▸ **Exercise**: Hunt through the lines below for the string "still" and copy each one that has it.

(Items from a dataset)
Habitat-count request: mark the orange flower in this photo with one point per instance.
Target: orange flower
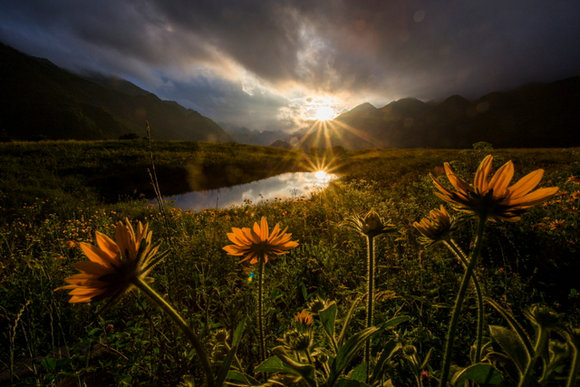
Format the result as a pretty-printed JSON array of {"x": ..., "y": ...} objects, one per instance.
[
  {"x": 304, "y": 318},
  {"x": 113, "y": 266},
  {"x": 258, "y": 243},
  {"x": 493, "y": 198},
  {"x": 435, "y": 228}
]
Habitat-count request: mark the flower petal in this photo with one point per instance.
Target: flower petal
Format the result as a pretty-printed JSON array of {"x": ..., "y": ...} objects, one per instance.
[
  {"x": 96, "y": 255},
  {"x": 455, "y": 181},
  {"x": 501, "y": 179},
  {"x": 480, "y": 179},
  {"x": 526, "y": 184},
  {"x": 533, "y": 198}
]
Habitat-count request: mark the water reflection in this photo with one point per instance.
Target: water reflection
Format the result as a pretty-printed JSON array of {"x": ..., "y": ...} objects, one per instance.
[{"x": 286, "y": 185}]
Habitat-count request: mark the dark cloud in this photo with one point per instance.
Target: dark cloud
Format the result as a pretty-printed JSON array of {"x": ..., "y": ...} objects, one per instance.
[{"x": 196, "y": 51}]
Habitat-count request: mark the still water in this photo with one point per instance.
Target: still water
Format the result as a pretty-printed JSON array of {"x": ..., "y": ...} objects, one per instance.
[{"x": 284, "y": 186}]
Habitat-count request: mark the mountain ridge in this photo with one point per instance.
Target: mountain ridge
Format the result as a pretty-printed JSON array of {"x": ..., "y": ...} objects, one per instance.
[
  {"x": 42, "y": 101},
  {"x": 531, "y": 115}
]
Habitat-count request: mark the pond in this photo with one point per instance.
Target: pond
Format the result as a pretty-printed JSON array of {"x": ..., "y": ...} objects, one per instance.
[{"x": 284, "y": 186}]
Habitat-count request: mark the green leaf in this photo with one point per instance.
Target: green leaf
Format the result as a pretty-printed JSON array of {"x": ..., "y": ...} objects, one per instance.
[
  {"x": 348, "y": 351},
  {"x": 517, "y": 328},
  {"x": 328, "y": 318},
  {"x": 275, "y": 365},
  {"x": 238, "y": 377},
  {"x": 481, "y": 373},
  {"x": 394, "y": 322},
  {"x": 304, "y": 370},
  {"x": 225, "y": 367},
  {"x": 389, "y": 349},
  {"x": 359, "y": 373},
  {"x": 347, "y": 320},
  {"x": 510, "y": 343},
  {"x": 48, "y": 363}
]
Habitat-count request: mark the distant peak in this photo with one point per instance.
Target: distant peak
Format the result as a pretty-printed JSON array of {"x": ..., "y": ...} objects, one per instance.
[{"x": 364, "y": 107}]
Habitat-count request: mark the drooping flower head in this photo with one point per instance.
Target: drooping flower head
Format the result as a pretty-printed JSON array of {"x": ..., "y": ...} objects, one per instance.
[
  {"x": 435, "y": 228},
  {"x": 492, "y": 198},
  {"x": 304, "y": 318},
  {"x": 258, "y": 243},
  {"x": 113, "y": 265},
  {"x": 370, "y": 224}
]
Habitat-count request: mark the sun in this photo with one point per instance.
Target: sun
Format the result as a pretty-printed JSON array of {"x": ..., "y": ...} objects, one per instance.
[{"x": 324, "y": 113}]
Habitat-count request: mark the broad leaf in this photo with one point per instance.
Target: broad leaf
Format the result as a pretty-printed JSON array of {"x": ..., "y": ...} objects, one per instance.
[
  {"x": 350, "y": 383},
  {"x": 510, "y": 343},
  {"x": 304, "y": 370},
  {"x": 328, "y": 318},
  {"x": 236, "y": 378},
  {"x": 225, "y": 367},
  {"x": 394, "y": 322},
  {"x": 275, "y": 365},
  {"x": 482, "y": 374},
  {"x": 359, "y": 373},
  {"x": 348, "y": 351}
]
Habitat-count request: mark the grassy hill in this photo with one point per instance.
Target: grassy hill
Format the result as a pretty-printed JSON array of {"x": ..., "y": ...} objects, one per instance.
[
  {"x": 42, "y": 101},
  {"x": 50, "y": 184}
]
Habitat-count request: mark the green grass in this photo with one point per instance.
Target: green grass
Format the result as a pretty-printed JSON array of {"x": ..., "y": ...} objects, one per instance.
[{"x": 54, "y": 192}]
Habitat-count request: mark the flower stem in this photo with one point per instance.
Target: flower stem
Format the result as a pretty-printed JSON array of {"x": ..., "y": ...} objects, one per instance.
[
  {"x": 454, "y": 247},
  {"x": 261, "y": 310},
  {"x": 370, "y": 296},
  {"x": 539, "y": 347},
  {"x": 459, "y": 302},
  {"x": 574, "y": 368},
  {"x": 176, "y": 317}
]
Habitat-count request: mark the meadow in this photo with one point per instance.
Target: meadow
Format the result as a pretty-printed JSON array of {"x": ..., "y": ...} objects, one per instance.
[{"x": 52, "y": 193}]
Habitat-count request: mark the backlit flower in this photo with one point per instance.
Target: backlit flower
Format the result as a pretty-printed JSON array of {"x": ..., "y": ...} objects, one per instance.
[
  {"x": 435, "y": 228},
  {"x": 304, "y": 318},
  {"x": 370, "y": 225},
  {"x": 258, "y": 243},
  {"x": 492, "y": 198},
  {"x": 113, "y": 265}
]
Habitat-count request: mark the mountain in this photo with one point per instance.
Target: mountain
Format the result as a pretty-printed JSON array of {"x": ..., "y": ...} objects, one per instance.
[
  {"x": 243, "y": 135},
  {"x": 42, "y": 101},
  {"x": 533, "y": 115}
]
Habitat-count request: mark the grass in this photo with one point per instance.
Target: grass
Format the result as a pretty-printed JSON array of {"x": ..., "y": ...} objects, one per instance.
[{"x": 54, "y": 192}]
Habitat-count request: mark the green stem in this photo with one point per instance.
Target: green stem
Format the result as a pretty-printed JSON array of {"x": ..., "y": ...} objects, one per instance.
[
  {"x": 176, "y": 317},
  {"x": 459, "y": 303},
  {"x": 539, "y": 347},
  {"x": 261, "y": 310},
  {"x": 370, "y": 296},
  {"x": 454, "y": 247},
  {"x": 575, "y": 367}
]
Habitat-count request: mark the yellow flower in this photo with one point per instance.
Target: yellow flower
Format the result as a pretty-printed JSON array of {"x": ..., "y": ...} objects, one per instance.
[
  {"x": 113, "y": 266},
  {"x": 258, "y": 243},
  {"x": 304, "y": 318},
  {"x": 435, "y": 228},
  {"x": 371, "y": 224},
  {"x": 493, "y": 198}
]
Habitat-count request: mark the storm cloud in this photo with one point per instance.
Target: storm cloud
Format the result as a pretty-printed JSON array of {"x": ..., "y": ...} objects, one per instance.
[{"x": 248, "y": 62}]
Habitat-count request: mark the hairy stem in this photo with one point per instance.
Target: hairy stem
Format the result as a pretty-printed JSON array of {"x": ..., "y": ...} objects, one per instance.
[
  {"x": 454, "y": 247},
  {"x": 183, "y": 325},
  {"x": 370, "y": 296},
  {"x": 459, "y": 303},
  {"x": 574, "y": 368},
  {"x": 261, "y": 310},
  {"x": 541, "y": 342}
]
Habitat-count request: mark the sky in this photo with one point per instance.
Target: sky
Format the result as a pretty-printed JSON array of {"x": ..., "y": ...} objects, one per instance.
[{"x": 272, "y": 64}]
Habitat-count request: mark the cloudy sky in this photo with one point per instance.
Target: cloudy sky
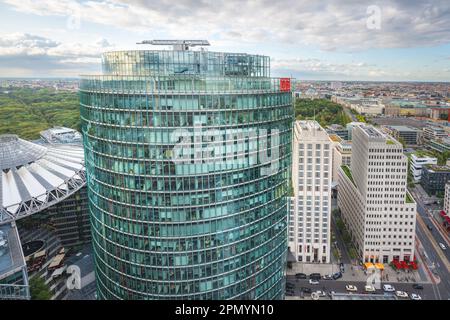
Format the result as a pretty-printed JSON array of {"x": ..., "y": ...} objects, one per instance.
[{"x": 320, "y": 40}]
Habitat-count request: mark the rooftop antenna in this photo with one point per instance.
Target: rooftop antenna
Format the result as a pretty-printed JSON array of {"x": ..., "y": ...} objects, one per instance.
[{"x": 180, "y": 45}]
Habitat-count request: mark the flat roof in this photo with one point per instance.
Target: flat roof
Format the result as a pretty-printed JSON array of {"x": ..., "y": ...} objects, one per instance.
[
  {"x": 11, "y": 256},
  {"x": 404, "y": 128}
]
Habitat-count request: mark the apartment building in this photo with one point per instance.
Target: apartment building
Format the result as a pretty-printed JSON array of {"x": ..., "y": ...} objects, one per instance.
[
  {"x": 309, "y": 219},
  {"x": 372, "y": 195}
]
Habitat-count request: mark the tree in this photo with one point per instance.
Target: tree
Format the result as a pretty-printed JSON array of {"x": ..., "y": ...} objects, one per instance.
[{"x": 39, "y": 290}]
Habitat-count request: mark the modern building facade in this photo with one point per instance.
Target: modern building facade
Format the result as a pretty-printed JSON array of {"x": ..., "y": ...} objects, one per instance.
[
  {"x": 170, "y": 219},
  {"x": 434, "y": 179},
  {"x": 342, "y": 155},
  {"x": 13, "y": 269},
  {"x": 376, "y": 207},
  {"x": 416, "y": 162},
  {"x": 411, "y": 136},
  {"x": 309, "y": 221}
]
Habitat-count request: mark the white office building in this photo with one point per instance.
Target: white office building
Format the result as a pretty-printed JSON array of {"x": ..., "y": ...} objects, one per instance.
[
  {"x": 309, "y": 219},
  {"x": 342, "y": 155},
  {"x": 372, "y": 195},
  {"x": 416, "y": 164}
]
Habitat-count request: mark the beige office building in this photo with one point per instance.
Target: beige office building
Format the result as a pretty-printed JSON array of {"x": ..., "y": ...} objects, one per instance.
[
  {"x": 309, "y": 219},
  {"x": 372, "y": 195}
]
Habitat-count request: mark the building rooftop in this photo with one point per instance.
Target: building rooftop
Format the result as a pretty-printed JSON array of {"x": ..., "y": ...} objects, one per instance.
[
  {"x": 33, "y": 177},
  {"x": 61, "y": 135},
  {"x": 310, "y": 129}
]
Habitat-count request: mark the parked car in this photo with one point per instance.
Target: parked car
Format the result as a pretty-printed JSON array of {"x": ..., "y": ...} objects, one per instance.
[
  {"x": 351, "y": 288},
  {"x": 321, "y": 293},
  {"x": 417, "y": 286},
  {"x": 415, "y": 296},
  {"x": 337, "y": 275},
  {"x": 388, "y": 288},
  {"x": 306, "y": 290},
  {"x": 401, "y": 294},
  {"x": 369, "y": 288}
]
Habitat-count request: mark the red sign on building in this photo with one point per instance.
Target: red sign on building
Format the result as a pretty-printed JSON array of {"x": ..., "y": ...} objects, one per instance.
[{"x": 285, "y": 84}]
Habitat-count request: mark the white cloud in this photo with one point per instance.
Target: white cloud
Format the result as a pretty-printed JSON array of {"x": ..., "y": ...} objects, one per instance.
[
  {"x": 44, "y": 56},
  {"x": 331, "y": 25}
]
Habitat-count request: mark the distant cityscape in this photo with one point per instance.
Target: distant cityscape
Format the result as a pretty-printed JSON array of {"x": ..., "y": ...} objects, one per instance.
[{"x": 273, "y": 202}]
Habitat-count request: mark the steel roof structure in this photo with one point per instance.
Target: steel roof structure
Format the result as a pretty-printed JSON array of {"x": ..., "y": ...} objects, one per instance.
[{"x": 35, "y": 177}]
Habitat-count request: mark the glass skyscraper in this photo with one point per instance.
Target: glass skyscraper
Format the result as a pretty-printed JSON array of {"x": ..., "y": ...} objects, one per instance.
[{"x": 188, "y": 160}]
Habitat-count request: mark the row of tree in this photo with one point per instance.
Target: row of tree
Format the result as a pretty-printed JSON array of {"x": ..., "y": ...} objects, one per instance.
[{"x": 26, "y": 112}]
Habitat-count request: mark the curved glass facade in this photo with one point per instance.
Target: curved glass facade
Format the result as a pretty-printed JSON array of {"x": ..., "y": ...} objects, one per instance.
[{"x": 188, "y": 157}]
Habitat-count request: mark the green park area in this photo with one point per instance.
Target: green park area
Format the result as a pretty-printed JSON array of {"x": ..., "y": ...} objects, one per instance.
[
  {"x": 26, "y": 112},
  {"x": 325, "y": 111}
]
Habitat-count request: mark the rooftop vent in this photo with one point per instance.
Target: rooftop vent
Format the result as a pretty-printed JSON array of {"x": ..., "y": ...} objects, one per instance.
[{"x": 182, "y": 45}]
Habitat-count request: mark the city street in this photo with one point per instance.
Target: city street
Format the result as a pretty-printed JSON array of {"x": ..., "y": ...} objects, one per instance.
[
  {"x": 338, "y": 286},
  {"x": 438, "y": 257}
]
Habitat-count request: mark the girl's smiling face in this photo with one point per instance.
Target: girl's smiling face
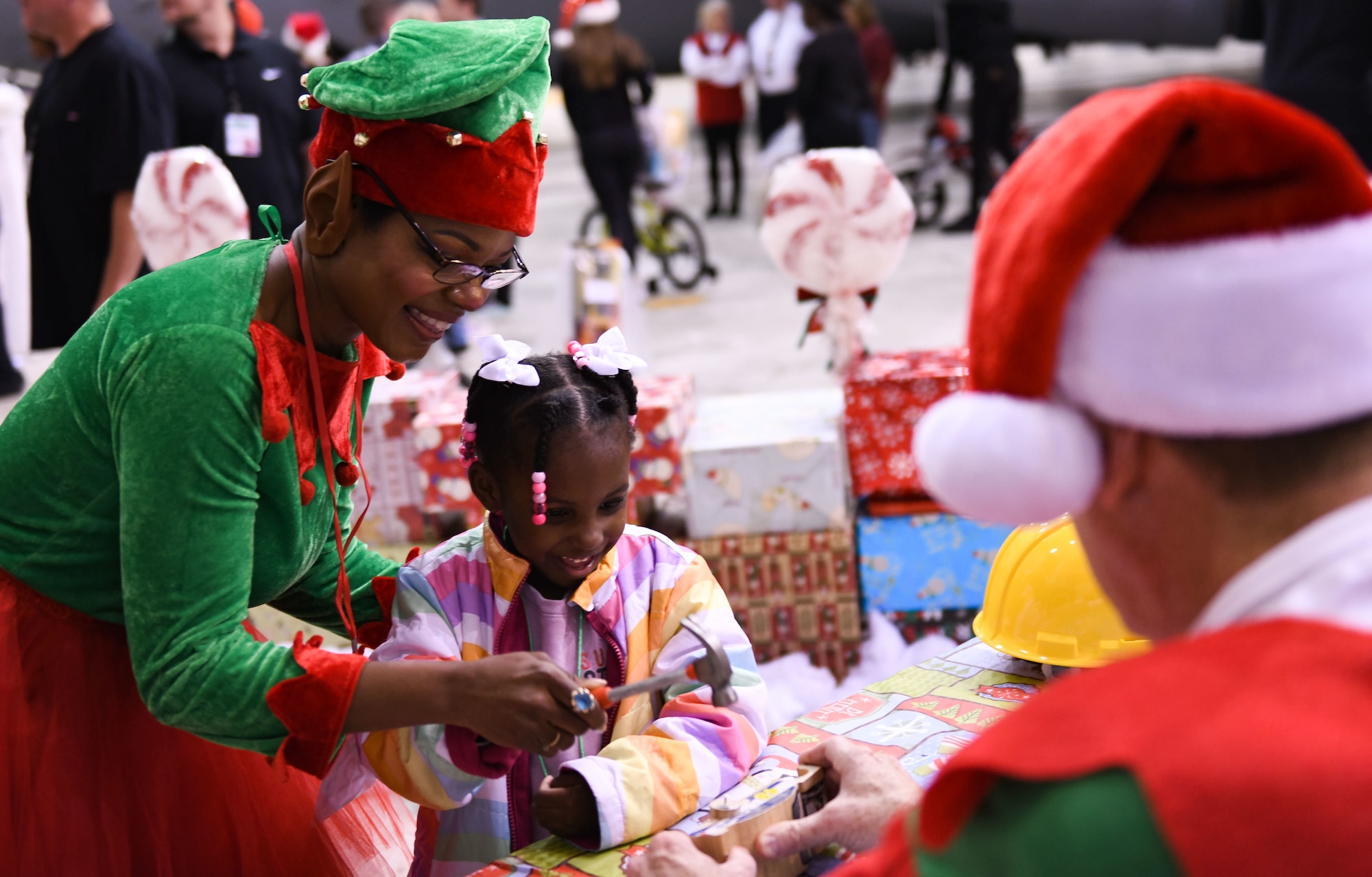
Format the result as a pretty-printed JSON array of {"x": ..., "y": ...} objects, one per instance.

▸ **Answer box**:
Habitat-count request: mark the still water in this photo with one point per instance.
Target: still water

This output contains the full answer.